## WHAT YOU SHOULD DO
Each line at or after the one containing "Target: wooden chair" should be transcribed exactly, up to and including the final line of the data.

## RECORD SET
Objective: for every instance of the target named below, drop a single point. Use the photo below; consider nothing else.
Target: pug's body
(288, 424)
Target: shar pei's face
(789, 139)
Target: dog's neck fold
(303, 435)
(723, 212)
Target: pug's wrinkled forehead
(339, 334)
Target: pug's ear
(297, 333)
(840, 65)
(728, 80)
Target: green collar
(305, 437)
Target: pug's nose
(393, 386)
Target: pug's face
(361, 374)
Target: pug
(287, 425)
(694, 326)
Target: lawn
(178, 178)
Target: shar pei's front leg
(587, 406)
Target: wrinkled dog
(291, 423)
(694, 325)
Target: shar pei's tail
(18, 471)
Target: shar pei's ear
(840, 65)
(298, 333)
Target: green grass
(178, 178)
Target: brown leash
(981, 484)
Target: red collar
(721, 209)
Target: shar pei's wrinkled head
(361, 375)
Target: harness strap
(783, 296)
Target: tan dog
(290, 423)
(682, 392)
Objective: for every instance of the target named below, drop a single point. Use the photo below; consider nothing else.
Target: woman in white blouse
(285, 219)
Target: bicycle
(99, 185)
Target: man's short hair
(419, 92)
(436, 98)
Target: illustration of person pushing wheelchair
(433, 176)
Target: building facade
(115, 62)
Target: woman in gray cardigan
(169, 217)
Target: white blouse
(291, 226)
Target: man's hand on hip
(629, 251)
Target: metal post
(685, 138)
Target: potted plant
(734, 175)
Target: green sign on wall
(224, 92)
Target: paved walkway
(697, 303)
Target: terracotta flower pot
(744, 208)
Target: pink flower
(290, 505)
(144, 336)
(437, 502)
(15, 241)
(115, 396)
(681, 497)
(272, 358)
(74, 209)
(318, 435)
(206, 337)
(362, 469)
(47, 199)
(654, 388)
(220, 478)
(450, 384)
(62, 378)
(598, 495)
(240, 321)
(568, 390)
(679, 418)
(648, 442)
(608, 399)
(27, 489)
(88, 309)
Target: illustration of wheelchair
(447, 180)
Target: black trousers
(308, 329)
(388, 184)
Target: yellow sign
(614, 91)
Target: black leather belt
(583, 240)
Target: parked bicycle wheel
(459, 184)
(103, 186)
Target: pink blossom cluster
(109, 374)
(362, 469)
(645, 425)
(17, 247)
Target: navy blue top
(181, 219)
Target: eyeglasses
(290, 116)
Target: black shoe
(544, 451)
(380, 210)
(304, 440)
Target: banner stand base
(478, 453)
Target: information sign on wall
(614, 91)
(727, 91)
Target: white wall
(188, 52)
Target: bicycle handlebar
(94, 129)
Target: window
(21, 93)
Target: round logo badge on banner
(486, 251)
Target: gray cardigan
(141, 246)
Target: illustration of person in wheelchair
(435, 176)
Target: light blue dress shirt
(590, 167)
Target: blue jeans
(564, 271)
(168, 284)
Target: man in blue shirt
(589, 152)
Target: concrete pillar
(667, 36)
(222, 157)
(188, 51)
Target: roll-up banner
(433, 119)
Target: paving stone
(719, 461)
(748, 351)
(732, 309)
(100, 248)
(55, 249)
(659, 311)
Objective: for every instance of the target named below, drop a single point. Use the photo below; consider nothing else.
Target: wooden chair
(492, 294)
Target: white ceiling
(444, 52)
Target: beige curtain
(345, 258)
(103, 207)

## ANSWER SPACE
Target: wooden chair
(492, 294)
Target: white ceiling
(444, 52)
Target: beige curtain
(345, 258)
(103, 207)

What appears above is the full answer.